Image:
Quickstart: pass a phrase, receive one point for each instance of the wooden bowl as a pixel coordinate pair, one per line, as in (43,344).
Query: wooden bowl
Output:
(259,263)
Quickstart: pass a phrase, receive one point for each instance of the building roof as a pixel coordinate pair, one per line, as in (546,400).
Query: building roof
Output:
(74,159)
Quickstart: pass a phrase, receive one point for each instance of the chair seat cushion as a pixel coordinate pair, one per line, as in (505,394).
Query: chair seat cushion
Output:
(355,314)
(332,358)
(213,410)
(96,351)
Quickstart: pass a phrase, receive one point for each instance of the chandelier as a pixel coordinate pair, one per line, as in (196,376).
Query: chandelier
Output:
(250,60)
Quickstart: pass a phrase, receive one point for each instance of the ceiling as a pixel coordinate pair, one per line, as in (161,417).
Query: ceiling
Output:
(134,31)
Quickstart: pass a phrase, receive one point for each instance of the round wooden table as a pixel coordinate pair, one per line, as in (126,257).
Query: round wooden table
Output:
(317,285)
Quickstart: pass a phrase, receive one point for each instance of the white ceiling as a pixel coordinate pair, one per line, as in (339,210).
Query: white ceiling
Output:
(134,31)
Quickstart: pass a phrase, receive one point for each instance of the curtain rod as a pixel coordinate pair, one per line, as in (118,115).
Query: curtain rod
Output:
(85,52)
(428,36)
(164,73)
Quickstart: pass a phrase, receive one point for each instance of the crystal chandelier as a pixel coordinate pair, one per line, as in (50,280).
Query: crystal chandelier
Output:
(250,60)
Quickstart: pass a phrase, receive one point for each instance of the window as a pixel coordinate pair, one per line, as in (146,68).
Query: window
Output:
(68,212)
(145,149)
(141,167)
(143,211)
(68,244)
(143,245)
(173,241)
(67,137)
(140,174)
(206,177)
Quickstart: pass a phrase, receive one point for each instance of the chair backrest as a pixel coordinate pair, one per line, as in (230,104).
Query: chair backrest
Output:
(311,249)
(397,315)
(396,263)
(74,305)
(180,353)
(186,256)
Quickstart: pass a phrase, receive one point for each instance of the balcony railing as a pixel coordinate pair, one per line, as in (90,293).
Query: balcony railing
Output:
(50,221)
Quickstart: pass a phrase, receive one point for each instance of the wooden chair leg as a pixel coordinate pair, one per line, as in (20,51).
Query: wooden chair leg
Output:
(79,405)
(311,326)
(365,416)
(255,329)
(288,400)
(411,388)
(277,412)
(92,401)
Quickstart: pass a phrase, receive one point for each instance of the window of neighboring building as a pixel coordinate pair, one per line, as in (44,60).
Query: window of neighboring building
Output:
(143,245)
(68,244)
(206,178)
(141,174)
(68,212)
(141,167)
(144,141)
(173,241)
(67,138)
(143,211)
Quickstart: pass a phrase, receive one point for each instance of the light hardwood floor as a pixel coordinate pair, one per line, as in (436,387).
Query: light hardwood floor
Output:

# # # # # # #

- [Problem statement]: Your answer must be the full set of entries, copied exactly.

- [Answer box]:
Image:
Quickstart: pass a phrase, receive one point for each instance of the wooden bowl as a pixel coordinate pair, one per line, as in (43,344).
Query: wooden bowl
Output:
(259,263)
Quickstart: pass a phrase, receive one point for each instance of the building roof as a pixel coordinate pair, one per line, as in (546,400).
Query: building roof
Output:
(74,159)
Quickstart: pass a phrase, receive one point for each instance of the chair seat cushion as a pixel coordinate pair, one per line, as in (505,394).
Query: chair seat cushion
Output:
(355,314)
(332,358)
(213,410)
(96,351)
Quickstart: pass a phrase, receive one point for each instance of the chandelier as a pixel coordinate pair, one per line, as in (196,376).
Query: chandelier
Output:
(250,60)
Quickstart: pass a phrase, receive one point for each instance of the ceiling as a pixel coordinate pair, one per line, as in (161,417).
Query: ceiling
Output:
(134,31)
Quickstart: pass a phrase, receive one point for each instance of the round wooden table as a pixel coordinate pair, one per line, as in (126,257).
Query: round wooden table
Output:
(317,285)
Quickstart: pass a phrase, receive one point for each instance of the white ceiling as a pixel coordinate pair, one per line, as in (339,210).
Query: white ceiling
Output:
(134,31)
Quickstart: pass a phrase, receive one point for each instance of the curtain rod as a pixel coordinate pair, one per line, as in (118,115).
Query: curtain rod
Output:
(85,52)
(428,36)
(164,73)
Quickstart: pass a phrase, receive one point for each instance of the crystal chandelier as a pixel coordinate pair, one per line, as in (50,280).
Query: crystal chandelier
Output:
(250,60)
Quickstart: pass a phrase, receive one point for each instance of the window as a pixel coordinate pair, one per line, as in (146,68).
Query: window
Output:
(68,212)
(145,149)
(141,167)
(143,211)
(68,244)
(143,245)
(173,241)
(67,137)
(140,174)
(206,177)
Quickstart: pass a phrase, receive one point for each instance of the chair backrest as a pixel coordinate pair, one per line, as in (230,104).
Query: chair backrest
Output:
(311,249)
(397,315)
(396,263)
(74,305)
(180,353)
(186,256)
Quickstart: pass a phrase, receive one point for each instance of the balcony railing as a pixel coordinate pair, one per line, as in (90,293).
Query: balcony railing
Output:
(50,221)
Quickstart: pass a phrase, receive one point for each instance of the wooden chair leg as a pixel coordinate pair, one per line, as in (20,51).
Query: wooden chair leg
Output:
(79,405)
(311,326)
(365,416)
(255,329)
(288,400)
(411,388)
(277,412)
(92,401)
Quickstart: pass a phrase, receive one point for each instance of the window of neighboring building as a pixel coordinate pair, one per line, as in (44,60).
Query: window of neighboring building
Output:
(143,245)
(68,244)
(206,178)
(141,174)
(68,212)
(141,167)
(144,141)
(173,241)
(67,138)
(143,211)
Quickstart: pass a phrase, receive one point for each instance of the light hardwood floor as a pixel coordinate pair, one per line, as in (436,387).
Query: light hardwood floor
Output:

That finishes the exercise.